(Natural language region descriptions)
----------

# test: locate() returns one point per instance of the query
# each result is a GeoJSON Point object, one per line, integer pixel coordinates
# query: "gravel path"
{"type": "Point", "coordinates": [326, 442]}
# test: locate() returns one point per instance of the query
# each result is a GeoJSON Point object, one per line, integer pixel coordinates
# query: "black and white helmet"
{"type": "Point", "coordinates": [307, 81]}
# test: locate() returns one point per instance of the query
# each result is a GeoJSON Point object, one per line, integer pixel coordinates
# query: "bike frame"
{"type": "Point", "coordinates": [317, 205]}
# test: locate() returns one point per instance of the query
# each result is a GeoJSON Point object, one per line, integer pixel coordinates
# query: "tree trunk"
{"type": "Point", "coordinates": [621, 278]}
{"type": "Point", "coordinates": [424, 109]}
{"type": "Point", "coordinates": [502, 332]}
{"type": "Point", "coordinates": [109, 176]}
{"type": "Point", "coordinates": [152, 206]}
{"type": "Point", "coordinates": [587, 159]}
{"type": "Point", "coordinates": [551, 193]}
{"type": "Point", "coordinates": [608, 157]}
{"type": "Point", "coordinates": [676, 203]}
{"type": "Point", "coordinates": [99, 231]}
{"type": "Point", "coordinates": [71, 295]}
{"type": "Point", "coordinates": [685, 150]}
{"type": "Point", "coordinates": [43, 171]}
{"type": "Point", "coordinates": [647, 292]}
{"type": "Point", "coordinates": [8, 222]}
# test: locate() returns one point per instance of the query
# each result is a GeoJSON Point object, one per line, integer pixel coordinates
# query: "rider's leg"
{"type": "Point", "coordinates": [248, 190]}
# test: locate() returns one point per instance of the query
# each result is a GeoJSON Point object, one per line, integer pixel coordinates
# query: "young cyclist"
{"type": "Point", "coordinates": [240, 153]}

----------

- Task objective
Each record above is to be reproduced verbatim.

- Result
# test: locate() returns one point per instance of the query
# each result is a GeoJSON Point object, one per line, integer pixel coordinates
# query: "gravel path"
{"type": "Point", "coordinates": [326, 442]}
# test: locate() returns one point per instance of the query
# each result is a GeoJSON Point object, one per line, integer pixel coordinates
# query: "black and white helmet"
{"type": "Point", "coordinates": [307, 81]}
# test: locate() returns one point per instance of the query
# each result is a GeoJSON Point object, one per line, integer pixel coordinates
# query: "bike frame"
{"type": "Point", "coordinates": [317, 205]}
# test: locate() returns one point per instance of the query
# each result is a GeoJSON Point object, one per line, integer pixel coordinates
# query: "tree trunk"
{"type": "Point", "coordinates": [621, 278]}
{"type": "Point", "coordinates": [424, 109]}
{"type": "Point", "coordinates": [502, 332]}
{"type": "Point", "coordinates": [109, 176]}
{"type": "Point", "coordinates": [152, 206]}
{"type": "Point", "coordinates": [587, 159]}
{"type": "Point", "coordinates": [551, 193]}
{"type": "Point", "coordinates": [608, 157]}
{"type": "Point", "coordinates": [676, 203]}
{"type": "Point", "coordinates": [99, 231]}
{"type": "Point", "coordinates": [71, 295]}
{"type": "Point", "coordinates": [685, 150]}
{"type": "Point", "coordinates": [43, 171]}
{"type": "Point", "coordinates": [647, 292]}
{"type": "Point", "coordinates": [8, 222]}
# test: locate() returns one point per instance of the query
# each result is a GeoJSON Point object, one per line, integer pixel coordinates
# query: "rider's leg"
{"type": "Point", "coordinates": [248, 190]}
# test: locate() returns one point per instance of the query
# each result is a GeoJSON Point object, one per line, integer pixel coordinates
# query: "young cyclist"
{"type": "Point", "coordinates": [240, 153]}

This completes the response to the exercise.